In the material below, give back everything from the line containing "target | shrub" down to the line containing "(1052, 858)". Replace "put a dot on each instance" with "mark each instance with a dot" and leave all else unchanged.

[begin LISTED RECORDS]

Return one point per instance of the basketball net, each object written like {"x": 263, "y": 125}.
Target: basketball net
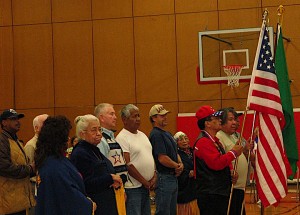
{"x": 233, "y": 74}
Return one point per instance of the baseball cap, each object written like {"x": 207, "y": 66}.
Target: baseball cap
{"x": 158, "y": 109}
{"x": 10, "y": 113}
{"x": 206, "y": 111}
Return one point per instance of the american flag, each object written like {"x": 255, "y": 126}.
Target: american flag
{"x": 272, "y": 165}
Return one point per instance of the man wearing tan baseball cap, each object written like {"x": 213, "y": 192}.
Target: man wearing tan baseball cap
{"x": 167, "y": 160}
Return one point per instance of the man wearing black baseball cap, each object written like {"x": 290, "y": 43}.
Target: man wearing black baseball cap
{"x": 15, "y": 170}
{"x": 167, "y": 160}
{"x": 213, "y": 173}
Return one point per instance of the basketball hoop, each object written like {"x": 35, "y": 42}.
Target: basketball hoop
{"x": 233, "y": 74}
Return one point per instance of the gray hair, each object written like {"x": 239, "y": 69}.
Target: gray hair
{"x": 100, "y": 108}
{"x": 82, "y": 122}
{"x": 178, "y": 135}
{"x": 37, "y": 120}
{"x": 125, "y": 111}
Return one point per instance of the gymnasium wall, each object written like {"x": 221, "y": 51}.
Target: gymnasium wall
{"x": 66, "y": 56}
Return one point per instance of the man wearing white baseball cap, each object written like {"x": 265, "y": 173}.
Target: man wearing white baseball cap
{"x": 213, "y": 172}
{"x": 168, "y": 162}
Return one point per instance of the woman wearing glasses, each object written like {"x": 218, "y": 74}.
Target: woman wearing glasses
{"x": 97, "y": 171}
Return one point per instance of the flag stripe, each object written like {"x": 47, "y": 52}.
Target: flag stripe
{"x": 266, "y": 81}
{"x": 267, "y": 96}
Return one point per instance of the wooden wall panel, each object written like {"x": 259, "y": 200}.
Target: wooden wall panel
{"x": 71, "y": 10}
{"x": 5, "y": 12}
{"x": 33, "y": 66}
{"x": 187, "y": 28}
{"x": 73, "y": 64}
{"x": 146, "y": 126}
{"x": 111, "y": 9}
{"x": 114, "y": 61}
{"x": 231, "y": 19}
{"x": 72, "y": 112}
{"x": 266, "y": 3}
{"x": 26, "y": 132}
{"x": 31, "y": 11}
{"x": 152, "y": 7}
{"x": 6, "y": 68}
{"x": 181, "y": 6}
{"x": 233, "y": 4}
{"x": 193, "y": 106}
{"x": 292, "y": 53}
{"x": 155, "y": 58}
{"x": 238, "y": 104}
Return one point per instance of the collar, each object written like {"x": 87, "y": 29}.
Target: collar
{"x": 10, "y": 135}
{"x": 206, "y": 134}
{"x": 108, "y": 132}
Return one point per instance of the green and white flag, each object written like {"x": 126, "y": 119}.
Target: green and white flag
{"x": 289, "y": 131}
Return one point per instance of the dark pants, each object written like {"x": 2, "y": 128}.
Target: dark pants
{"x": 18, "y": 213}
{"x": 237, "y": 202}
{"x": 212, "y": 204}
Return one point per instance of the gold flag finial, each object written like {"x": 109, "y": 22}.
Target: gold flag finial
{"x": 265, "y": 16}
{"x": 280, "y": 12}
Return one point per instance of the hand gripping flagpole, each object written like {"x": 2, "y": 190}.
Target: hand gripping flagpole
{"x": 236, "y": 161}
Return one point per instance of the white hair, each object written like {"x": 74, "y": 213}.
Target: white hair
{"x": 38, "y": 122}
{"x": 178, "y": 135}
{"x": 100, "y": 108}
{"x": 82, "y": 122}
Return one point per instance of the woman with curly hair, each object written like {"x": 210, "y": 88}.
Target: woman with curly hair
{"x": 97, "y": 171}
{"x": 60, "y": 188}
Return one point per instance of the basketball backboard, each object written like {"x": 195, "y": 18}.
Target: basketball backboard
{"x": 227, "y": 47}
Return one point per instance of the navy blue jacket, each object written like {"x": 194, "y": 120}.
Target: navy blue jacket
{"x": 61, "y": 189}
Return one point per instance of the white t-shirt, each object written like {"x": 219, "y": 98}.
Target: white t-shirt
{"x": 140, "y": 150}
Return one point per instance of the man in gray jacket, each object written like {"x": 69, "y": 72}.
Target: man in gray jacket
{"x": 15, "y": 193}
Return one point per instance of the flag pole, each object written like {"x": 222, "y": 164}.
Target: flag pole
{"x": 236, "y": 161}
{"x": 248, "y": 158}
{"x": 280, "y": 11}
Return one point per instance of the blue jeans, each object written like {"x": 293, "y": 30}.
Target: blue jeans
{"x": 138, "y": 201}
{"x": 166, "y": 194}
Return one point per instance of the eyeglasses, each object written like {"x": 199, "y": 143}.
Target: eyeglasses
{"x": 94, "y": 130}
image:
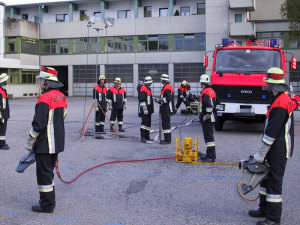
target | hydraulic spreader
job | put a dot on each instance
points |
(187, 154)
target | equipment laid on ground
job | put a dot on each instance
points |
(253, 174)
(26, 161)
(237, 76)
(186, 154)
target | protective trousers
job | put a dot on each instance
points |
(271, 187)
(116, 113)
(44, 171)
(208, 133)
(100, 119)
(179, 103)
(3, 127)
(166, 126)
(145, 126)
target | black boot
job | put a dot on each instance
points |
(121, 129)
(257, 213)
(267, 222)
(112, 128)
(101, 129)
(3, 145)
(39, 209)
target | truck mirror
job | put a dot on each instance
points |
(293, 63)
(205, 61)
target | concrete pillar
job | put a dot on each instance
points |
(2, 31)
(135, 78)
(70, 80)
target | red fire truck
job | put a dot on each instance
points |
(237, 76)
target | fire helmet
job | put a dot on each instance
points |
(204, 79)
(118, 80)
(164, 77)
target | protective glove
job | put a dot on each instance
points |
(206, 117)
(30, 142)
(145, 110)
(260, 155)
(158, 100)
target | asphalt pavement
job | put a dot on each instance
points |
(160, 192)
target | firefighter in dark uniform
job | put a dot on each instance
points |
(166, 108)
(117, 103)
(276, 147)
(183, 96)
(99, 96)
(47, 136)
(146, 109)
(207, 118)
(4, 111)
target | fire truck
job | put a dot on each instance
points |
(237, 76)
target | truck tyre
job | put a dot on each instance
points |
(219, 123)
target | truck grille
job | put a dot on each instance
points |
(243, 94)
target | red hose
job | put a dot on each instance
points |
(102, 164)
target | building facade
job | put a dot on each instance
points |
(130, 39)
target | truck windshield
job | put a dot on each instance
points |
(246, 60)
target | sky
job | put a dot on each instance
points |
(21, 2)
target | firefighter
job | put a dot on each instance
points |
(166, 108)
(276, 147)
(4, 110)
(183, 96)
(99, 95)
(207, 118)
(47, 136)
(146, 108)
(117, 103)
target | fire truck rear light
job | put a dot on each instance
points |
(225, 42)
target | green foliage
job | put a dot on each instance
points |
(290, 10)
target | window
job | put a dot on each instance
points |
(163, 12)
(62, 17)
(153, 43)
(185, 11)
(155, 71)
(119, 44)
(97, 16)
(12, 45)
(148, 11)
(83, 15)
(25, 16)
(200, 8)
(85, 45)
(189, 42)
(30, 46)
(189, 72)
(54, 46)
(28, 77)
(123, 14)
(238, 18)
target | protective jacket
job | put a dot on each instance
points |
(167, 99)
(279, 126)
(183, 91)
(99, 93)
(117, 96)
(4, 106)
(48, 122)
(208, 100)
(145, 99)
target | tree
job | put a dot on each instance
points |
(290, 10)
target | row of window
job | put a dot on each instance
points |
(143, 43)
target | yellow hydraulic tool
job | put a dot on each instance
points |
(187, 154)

[end LISTED RECORDS]
[begin LISTED RECORDS]

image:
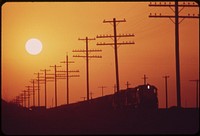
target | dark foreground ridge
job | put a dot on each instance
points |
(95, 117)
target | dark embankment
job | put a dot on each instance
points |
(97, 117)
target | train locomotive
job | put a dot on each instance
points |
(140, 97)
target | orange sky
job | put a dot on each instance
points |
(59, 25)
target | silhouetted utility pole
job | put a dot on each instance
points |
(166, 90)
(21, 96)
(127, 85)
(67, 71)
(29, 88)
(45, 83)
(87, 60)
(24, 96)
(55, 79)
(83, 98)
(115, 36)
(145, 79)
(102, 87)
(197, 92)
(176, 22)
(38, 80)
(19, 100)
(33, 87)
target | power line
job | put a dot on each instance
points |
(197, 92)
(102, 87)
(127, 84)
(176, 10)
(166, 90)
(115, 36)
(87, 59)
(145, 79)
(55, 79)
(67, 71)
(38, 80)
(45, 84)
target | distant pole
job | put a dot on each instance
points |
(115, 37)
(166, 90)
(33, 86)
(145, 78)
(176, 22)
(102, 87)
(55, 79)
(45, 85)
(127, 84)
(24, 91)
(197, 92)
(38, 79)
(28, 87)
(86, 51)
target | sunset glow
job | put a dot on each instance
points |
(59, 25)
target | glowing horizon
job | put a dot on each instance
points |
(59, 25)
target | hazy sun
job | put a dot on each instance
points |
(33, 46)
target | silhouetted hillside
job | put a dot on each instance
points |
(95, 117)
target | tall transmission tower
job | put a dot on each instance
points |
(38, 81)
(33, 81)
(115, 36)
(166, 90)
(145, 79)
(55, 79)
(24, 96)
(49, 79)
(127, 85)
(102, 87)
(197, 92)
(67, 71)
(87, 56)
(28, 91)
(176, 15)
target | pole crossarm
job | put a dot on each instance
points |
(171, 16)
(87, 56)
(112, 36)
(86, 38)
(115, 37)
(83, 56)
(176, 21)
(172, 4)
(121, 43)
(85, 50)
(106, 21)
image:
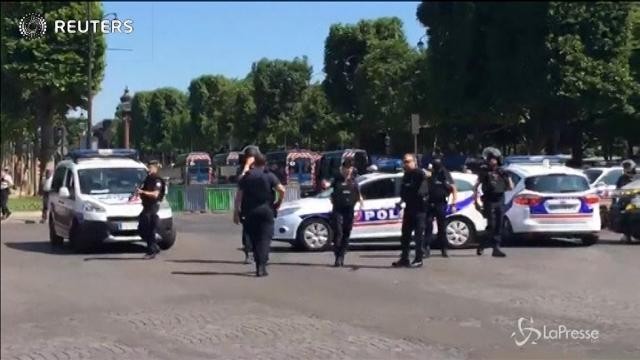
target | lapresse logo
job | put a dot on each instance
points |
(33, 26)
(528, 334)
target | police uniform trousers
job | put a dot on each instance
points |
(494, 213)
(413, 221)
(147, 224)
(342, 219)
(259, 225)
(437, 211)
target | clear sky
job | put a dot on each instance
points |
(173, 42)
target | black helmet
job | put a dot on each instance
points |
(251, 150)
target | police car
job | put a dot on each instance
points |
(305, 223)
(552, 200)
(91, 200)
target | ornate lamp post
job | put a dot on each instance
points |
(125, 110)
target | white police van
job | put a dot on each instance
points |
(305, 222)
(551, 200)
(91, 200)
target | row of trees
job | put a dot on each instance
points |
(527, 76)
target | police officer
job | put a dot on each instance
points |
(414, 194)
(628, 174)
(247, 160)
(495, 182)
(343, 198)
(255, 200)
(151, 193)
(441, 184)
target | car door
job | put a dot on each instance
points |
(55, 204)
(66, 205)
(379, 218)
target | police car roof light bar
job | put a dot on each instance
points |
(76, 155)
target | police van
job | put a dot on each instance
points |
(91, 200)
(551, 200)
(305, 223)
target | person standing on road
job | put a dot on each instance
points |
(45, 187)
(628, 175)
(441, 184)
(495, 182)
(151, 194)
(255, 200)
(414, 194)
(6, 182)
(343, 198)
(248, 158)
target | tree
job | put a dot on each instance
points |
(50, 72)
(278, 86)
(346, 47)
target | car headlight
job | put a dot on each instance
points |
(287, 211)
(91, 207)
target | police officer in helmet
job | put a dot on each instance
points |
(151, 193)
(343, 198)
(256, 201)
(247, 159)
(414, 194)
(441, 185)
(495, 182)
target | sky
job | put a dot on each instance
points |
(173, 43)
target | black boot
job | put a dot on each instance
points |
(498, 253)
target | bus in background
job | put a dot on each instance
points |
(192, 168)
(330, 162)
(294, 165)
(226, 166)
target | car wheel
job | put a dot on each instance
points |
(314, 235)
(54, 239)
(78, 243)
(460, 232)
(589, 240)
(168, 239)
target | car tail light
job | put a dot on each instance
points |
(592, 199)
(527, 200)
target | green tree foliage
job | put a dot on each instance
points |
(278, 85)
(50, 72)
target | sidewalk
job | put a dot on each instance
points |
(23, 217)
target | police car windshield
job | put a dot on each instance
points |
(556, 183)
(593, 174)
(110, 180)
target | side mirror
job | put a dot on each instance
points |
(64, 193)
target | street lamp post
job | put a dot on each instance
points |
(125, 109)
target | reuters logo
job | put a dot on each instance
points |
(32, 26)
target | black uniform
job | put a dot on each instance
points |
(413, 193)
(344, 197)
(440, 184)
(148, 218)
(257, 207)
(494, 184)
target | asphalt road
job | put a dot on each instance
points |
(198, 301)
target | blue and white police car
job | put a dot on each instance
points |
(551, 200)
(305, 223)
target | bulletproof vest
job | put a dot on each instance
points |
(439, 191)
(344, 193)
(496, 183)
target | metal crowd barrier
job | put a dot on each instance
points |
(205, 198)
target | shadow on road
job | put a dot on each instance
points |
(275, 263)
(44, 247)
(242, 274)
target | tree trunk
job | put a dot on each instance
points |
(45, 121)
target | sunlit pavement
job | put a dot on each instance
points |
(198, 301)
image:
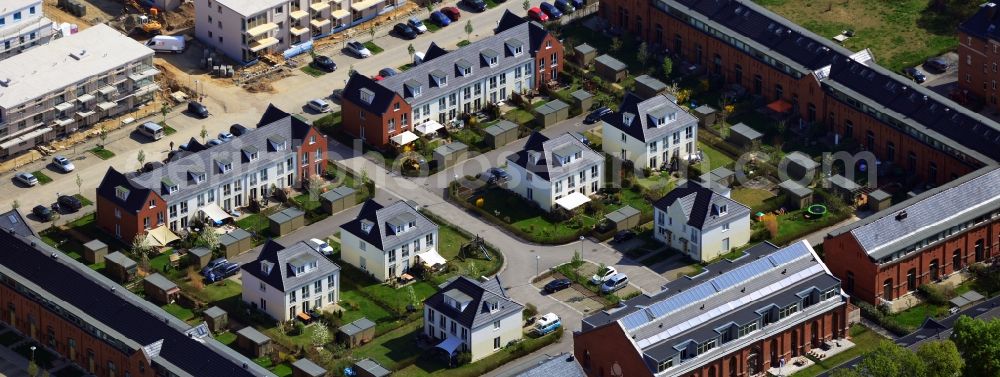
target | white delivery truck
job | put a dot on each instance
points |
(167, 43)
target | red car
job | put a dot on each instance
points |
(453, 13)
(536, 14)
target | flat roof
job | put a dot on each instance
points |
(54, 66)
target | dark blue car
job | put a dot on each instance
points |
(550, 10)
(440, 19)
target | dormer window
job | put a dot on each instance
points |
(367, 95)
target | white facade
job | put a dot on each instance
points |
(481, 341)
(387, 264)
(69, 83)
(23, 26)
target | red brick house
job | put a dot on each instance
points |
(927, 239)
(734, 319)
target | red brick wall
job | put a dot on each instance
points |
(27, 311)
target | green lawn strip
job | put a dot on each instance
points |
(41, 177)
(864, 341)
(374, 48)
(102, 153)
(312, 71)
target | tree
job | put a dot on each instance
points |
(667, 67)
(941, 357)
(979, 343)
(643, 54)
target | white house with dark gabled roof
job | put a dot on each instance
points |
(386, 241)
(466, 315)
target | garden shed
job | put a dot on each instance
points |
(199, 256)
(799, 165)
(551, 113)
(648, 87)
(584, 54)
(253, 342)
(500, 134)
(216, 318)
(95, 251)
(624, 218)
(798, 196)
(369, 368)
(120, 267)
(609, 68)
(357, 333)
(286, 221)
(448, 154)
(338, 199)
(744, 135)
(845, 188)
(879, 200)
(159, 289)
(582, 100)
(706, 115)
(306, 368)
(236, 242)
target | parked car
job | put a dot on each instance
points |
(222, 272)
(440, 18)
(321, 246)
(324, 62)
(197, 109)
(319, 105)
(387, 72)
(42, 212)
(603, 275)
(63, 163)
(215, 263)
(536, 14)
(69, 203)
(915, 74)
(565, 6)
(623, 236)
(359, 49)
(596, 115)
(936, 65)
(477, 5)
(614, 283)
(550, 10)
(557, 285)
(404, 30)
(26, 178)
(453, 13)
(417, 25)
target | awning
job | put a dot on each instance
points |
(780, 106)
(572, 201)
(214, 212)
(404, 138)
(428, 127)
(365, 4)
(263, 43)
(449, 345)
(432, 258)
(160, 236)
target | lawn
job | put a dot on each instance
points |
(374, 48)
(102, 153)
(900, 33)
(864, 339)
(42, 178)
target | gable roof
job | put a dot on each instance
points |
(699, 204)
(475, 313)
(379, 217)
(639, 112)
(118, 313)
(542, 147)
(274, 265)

[end LISTED RECORDS]
[begin LISTED RECORDS]

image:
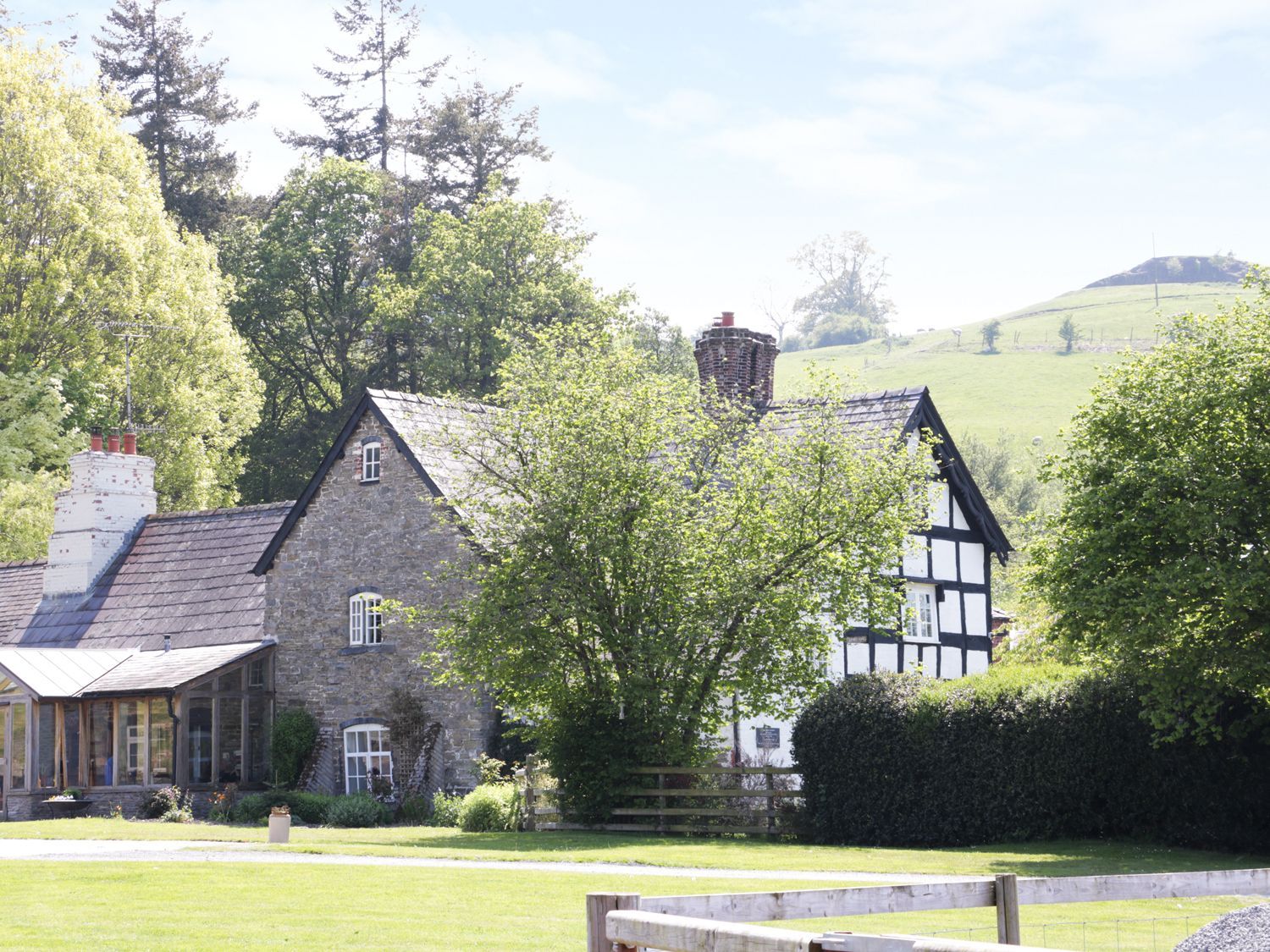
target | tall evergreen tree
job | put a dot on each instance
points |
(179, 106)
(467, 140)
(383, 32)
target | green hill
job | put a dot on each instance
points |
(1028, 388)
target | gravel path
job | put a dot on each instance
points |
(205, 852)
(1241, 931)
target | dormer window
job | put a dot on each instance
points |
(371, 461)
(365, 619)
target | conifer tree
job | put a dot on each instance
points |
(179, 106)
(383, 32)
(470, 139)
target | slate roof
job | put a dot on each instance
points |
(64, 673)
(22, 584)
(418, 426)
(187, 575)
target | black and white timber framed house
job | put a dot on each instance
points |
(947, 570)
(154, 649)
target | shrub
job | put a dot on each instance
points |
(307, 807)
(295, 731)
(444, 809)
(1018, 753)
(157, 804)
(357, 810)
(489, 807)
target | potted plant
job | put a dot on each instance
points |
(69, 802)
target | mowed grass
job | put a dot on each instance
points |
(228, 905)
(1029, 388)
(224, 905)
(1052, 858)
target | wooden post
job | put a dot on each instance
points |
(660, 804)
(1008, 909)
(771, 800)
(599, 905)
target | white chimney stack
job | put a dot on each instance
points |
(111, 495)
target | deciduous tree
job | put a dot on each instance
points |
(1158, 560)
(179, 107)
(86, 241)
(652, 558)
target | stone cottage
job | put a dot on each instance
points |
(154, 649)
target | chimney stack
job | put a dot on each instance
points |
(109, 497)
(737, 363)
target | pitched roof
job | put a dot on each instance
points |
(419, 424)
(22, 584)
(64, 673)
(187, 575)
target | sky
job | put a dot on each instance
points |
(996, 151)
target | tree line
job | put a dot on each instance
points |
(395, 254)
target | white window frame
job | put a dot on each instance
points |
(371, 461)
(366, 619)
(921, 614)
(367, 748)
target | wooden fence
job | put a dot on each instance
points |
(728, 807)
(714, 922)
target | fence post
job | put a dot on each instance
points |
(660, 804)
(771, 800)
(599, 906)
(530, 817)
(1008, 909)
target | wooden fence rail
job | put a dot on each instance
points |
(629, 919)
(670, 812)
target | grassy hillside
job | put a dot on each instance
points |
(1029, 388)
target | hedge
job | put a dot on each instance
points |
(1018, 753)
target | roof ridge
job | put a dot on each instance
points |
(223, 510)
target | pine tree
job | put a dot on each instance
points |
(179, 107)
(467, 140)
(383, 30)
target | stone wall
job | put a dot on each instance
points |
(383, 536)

[end LISTED RECORDS]

OUTPUT BELOW:
target | shrub
job | mark each instance with a dot
points |
(307, 807)
(295, 731)
(444, 809)
(1018, 753)
(157, 804)
(357, 810)
(489, 807)
target | potted plant
job | mark each instance with a dot
points |
(69, 802)
target | mowed grass
job | mark each instance with a dot
points |
(228, 905)
(1029, 388)
(224, 905)
(1052, 858)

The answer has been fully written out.